* **WORK INSTRUCTION**
Drop the pictures, then repeat every record exactly as it stands.

Data entries
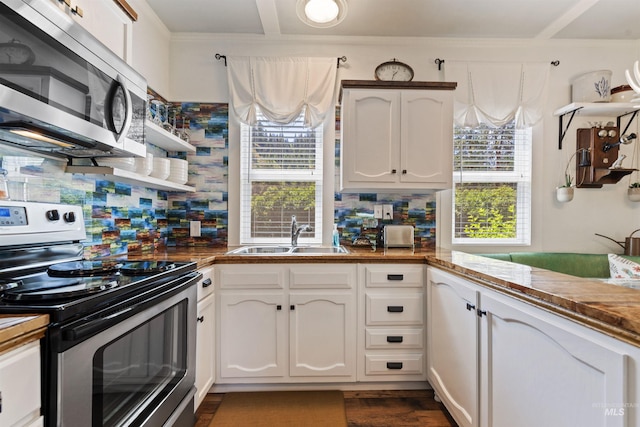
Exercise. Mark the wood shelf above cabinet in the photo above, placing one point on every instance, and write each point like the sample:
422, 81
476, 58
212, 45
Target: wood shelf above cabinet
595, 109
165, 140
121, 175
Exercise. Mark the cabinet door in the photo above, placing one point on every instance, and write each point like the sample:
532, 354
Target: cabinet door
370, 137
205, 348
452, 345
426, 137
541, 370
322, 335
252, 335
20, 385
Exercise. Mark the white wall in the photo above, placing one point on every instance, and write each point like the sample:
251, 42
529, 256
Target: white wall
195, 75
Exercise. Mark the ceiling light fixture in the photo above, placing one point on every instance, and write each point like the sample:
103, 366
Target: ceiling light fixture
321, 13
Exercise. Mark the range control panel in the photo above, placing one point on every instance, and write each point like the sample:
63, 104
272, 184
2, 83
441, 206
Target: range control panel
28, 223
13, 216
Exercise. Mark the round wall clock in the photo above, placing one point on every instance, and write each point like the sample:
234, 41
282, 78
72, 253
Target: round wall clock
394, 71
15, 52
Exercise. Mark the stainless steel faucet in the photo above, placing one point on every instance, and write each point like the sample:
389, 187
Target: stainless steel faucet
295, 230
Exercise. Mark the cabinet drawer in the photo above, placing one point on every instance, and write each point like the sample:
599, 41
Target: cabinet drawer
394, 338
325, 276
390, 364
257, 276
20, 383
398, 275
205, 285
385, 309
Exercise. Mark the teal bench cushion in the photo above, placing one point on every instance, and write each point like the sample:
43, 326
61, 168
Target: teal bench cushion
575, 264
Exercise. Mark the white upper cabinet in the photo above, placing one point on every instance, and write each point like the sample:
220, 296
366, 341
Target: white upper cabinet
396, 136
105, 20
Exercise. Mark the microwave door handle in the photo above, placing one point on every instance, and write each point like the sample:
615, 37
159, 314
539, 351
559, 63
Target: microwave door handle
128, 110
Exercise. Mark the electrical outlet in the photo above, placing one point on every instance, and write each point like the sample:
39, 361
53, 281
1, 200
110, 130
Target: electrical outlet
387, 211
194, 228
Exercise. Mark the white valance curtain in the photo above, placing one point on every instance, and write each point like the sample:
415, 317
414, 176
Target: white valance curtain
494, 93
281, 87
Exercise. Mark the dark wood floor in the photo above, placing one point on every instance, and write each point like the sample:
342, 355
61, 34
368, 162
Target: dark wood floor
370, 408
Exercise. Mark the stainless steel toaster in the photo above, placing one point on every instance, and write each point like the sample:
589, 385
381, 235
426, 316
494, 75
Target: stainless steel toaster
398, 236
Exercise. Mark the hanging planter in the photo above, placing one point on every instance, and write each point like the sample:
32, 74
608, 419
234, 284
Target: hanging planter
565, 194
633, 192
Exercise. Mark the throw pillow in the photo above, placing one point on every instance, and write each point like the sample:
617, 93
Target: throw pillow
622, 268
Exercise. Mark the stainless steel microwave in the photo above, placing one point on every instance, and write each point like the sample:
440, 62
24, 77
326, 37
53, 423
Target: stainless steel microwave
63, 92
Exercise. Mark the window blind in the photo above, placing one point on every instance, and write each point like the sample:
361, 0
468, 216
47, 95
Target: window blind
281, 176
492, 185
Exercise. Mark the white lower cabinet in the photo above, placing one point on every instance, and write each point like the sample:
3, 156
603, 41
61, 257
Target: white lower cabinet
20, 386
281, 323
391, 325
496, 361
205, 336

* **OUTPUT OF THE TASK**
Exercise. Mark the wood shelf above cabinet in the photo above, placing one point on every instance, and write each point like the sample:
422, 81
476, 58
212, 45
Target: wood shelf above cabinet
595, 109
165, 140
121, 175
Exercise. Mark the cabinet door in the photo above, placing one point on every instance, and write each point like the sample:
532, 354
Target: cabinet door
370, 137
205, 348
452, 345
426, 137
541, 370
322, 335
252, 335
20, 385
Exercise. Mark the white wall in the photo above, placing one point on every instance, and write each point like the sample:
251, 42
529, 256
Target: white wall
195, 75
Exercise. Mark the ceiling light fixture in the photo above, placing one point on every instance, and write each point like the sample:
103, 366
Target: ceiling light fixture
321, 13
Exercise. Mark the range control panel in the photo above, placing one point on every instance, and write each point like the sample:
63, 104
272, 184
2, 83
441, 206
Target: range control panel
28, 223
13, 216
Exercise. Mark the round wall clock in the photo above, placing one point on every instance, and write each point like the sample:
234, 41
282, 78
72, 253
Target: round wall clock
394, 71
15, 52
Exercise. Mark the stainless steel faucet in the photo above, placing one point on every instance, and write each point like the sample:
389, 187
Target: stainless steel faucet
295, 230
Exercise. Mark the cabinet drawer in the photo above, placing one point on every instance, and write each point like the sample:
599, 41
Target: cabinet drawer
394, 338
325, 276
390, 364
257, 276
20, 383
398, 275
205, 285
385, 309
Exercise. Mark the teal bench cushion in the photo above, placing one point on every instance, and write each point like the sample:
43, 326
61, 168
Target: teal bench cushion
575, 264
Exercise. Mark the white upper cabinet in the photo above, placing one point on every instance, and write each point like the sample:
220, 296
366, 341
Target: white upper cabinet
396, 136
105, 20
Exercise. Mark the microwave door handle in the photo above, placing one point on every instance, and write each point like the sample:
615, 37
159, 314
539, 351
559, 63
Target: microwave door handle
128, 110
Exercise. Mark the electrical outlet in the photo above, placing one point on every instance, and write each point like the sample:
39, 361
53, 281
1, 200
110, 130
Target: electrical outlet
387, 211
194, 228
Exercise. Mark the white valance curtain in the photo above, placing one point on every instance, and write each point like the sample:
415, 317
414, 176
Target: white valance curtain
494, 93
281, 87
Exercise. Mark the dark wood floor in the photo above, placing one point on every instance, and write each point like the sample:
342, 355
61, 34
368, 162
Target: dark wood floor
370, 408
Exercise. Mark the stainless steel toaster in the photo above, placing one point on every instance, and write each point like the sample:
589, 385
381, 235
426, 316
494, 75
Target: stainless steel toaster
398, 236
Exercise. Mark the hanging planter in the photo above, placing one point on every instance, and write each point like the sample:
32, 74
608, 419
234, 284
Target: hanging planter
565, 194
633, 192
Exercise. Mark the throw pillow in the photo above, placing one point on every instance, and write each point like the sample:
617, 93
Target: throw pillow
622, 268
Exercise. Mark the stainless steel microwave in the photo above, placing one point on every instance, and write each point like the sample:
440, 62
24, 77
326, 37
53, 423
Target: stainless steel microwave
63, 92
Exercise. Mark the window blind in the photo above, placing one point on every instance, and write each point like the sample:
361, 0
468, 216
47, 95
Target: window blind
281, 176
492, 185
Exercise. Mark the white lower cabinet in the photo above, placing one point on every instance, and write each point like the sample:
3, 156
603, 41
61, 257
Target: white lower cabinet
20, 386
281, 323
391, 325
496, 361
205, 336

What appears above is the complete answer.